» **TASK GOAL**
Print exactly, and only, the lines running from the line containing "Please indicate the girl in orange" through the end of the records below.
----
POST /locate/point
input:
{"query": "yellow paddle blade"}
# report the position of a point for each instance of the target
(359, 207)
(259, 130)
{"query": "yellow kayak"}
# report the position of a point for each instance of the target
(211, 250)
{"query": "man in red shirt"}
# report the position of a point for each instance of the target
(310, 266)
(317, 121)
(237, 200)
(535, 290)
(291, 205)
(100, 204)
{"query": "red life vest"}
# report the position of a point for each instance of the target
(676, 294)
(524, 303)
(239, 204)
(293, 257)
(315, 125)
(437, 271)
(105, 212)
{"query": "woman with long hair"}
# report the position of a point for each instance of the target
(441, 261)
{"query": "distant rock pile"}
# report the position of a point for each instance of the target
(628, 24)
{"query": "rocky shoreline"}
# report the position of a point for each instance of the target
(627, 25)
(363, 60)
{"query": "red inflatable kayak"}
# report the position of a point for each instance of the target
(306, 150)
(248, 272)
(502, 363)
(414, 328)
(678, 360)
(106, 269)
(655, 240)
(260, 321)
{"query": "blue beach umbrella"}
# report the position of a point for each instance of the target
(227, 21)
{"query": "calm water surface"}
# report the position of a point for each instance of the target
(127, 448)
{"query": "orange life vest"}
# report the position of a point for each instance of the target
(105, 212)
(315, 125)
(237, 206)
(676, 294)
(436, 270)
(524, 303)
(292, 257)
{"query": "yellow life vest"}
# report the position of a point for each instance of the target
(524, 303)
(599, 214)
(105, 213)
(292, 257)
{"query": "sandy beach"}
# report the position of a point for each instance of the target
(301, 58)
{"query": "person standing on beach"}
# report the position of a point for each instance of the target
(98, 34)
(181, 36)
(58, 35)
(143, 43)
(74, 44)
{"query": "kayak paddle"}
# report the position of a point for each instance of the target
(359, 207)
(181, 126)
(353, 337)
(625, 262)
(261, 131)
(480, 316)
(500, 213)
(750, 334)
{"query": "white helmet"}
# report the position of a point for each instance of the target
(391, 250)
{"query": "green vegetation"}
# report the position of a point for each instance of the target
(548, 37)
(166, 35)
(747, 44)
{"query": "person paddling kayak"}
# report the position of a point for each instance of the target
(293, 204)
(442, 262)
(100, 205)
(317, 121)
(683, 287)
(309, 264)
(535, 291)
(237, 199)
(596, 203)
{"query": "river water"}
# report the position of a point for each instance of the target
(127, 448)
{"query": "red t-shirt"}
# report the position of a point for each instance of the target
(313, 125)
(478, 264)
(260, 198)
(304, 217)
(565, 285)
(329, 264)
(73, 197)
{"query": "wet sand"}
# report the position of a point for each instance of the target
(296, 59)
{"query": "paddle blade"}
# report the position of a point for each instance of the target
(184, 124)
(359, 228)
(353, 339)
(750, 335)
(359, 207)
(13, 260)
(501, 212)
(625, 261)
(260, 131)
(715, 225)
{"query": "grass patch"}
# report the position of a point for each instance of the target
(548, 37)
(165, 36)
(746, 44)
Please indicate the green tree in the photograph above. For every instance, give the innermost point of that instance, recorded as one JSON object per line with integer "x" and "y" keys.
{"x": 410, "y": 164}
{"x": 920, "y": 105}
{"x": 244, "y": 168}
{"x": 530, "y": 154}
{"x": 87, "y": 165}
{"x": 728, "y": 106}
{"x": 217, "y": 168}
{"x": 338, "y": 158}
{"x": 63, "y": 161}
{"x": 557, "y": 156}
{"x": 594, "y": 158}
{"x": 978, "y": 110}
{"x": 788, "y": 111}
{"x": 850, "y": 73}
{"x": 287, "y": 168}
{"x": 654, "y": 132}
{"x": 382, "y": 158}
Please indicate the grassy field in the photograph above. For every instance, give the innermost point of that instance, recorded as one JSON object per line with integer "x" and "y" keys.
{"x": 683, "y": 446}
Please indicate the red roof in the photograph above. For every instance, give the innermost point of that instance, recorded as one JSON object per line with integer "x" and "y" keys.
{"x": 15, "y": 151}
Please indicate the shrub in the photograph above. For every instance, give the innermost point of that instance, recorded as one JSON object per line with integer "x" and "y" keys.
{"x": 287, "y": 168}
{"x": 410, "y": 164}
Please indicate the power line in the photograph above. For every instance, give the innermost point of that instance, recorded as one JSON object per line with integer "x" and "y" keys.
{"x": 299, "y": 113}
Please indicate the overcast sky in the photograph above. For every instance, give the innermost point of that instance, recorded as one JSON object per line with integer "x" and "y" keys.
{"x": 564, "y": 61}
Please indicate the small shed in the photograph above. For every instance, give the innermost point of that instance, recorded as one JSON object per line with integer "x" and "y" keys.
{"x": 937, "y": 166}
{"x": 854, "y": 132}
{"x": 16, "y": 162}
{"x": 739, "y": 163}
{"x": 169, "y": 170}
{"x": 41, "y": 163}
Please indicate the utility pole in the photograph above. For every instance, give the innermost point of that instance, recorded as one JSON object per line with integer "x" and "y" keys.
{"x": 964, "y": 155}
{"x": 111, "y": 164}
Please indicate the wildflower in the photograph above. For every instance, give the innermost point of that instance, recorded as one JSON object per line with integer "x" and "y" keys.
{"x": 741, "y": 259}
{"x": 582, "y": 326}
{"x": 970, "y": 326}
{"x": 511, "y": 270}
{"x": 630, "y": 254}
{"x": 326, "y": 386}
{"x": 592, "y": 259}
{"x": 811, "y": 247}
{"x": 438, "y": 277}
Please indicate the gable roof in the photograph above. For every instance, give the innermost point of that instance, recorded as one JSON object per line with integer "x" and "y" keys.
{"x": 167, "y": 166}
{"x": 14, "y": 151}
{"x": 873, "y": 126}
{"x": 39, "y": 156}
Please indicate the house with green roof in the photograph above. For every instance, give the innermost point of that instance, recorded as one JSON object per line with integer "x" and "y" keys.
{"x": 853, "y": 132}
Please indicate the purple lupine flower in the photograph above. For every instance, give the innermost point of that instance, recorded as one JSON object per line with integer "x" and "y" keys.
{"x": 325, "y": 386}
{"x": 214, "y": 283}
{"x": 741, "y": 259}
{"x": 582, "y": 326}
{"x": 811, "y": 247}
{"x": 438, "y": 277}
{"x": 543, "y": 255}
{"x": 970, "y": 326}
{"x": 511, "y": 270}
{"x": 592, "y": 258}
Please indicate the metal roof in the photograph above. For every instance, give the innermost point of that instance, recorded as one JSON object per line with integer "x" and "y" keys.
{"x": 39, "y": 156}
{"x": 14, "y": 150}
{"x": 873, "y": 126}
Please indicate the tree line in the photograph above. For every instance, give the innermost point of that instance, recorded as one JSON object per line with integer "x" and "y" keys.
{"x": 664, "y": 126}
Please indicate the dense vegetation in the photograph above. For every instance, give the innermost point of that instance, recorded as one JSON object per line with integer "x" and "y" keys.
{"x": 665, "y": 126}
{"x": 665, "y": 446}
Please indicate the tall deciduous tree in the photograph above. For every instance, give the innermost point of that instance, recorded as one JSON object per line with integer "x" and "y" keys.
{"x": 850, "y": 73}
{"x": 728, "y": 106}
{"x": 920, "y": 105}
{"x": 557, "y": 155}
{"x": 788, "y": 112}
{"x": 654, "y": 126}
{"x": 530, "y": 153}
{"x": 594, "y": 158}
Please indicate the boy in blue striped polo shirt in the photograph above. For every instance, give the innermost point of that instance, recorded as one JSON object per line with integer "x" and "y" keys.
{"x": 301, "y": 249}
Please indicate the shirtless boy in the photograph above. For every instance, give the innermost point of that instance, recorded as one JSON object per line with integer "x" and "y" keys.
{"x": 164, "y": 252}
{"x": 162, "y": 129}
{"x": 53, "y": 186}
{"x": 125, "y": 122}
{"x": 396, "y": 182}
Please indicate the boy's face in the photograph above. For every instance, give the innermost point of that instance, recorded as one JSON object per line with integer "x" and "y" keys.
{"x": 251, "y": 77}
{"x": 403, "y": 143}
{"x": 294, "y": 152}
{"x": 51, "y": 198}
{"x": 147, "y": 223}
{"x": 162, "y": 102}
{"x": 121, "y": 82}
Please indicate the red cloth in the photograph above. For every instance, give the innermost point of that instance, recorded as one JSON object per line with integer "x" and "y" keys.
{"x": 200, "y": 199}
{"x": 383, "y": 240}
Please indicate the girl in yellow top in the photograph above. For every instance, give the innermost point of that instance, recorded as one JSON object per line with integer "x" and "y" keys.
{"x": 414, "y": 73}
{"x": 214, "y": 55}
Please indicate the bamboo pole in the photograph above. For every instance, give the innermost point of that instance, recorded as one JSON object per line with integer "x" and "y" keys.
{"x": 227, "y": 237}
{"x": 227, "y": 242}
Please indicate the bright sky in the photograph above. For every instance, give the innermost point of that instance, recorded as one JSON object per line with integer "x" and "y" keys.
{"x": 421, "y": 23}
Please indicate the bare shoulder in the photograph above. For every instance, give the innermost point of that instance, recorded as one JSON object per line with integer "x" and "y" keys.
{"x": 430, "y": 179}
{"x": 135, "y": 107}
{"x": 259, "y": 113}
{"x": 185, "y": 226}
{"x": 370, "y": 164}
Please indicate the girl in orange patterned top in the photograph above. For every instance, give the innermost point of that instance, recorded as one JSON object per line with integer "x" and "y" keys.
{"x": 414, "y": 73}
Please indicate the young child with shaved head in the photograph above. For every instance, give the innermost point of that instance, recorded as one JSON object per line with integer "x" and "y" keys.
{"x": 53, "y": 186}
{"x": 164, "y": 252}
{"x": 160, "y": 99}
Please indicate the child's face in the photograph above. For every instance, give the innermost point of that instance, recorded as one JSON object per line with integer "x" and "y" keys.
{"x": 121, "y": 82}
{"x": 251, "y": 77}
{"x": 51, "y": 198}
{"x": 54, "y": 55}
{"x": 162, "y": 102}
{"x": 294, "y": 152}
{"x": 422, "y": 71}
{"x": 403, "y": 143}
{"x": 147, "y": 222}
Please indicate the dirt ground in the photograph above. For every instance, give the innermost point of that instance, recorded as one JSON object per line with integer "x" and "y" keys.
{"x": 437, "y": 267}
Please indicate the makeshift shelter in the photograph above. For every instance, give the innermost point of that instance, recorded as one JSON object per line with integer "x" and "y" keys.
----
» **TASK SOLUTION**
Please indicate the girl in orange patterned top in the photograph above. For every instance, give the innermost point of that instance, recorded as one JSON object per line with integer "x" and "y" keys.
{"x": 414, "y": 73}
Please indicate the young child with shaved head in the photograph above. For every instance, give the innermost point of that instance, recorded as one JSON object per line with integer "x" and "y" keys.
{"x": 53, "y": 186}
{"x": 164, "y": 252}
{"x": 160, "y": 99}
Please indicate the child's face in the photograph above. For every instance, give the innermost point of that instance, recorded as one JSON object per line with integer "x" and "y" keys.
{"x": 121, "y": 82}
{"x": 251, "y": 77}
{"x": 51, "y": 198}
{"x": 54, "y": 55}
{"x": 162, "y": 102}
{"x": 294, "y": 152}
{"x": 422, "y": 71}
{"x": 403, "y": 143}
{"x": 147, "y": 222}
Please indicate the dirt ground in the photograph above. For every instance, give the innermost point of that instance, recorded as one JSON object per line with integer "x" and "y" keys.
{"x": 437, "y": 267}
Please indicate the makeshift shelter in the photograph above. For every instance, give the innermost point of that instance, recorded as one JSON object per line with integer "x" and "y" keys.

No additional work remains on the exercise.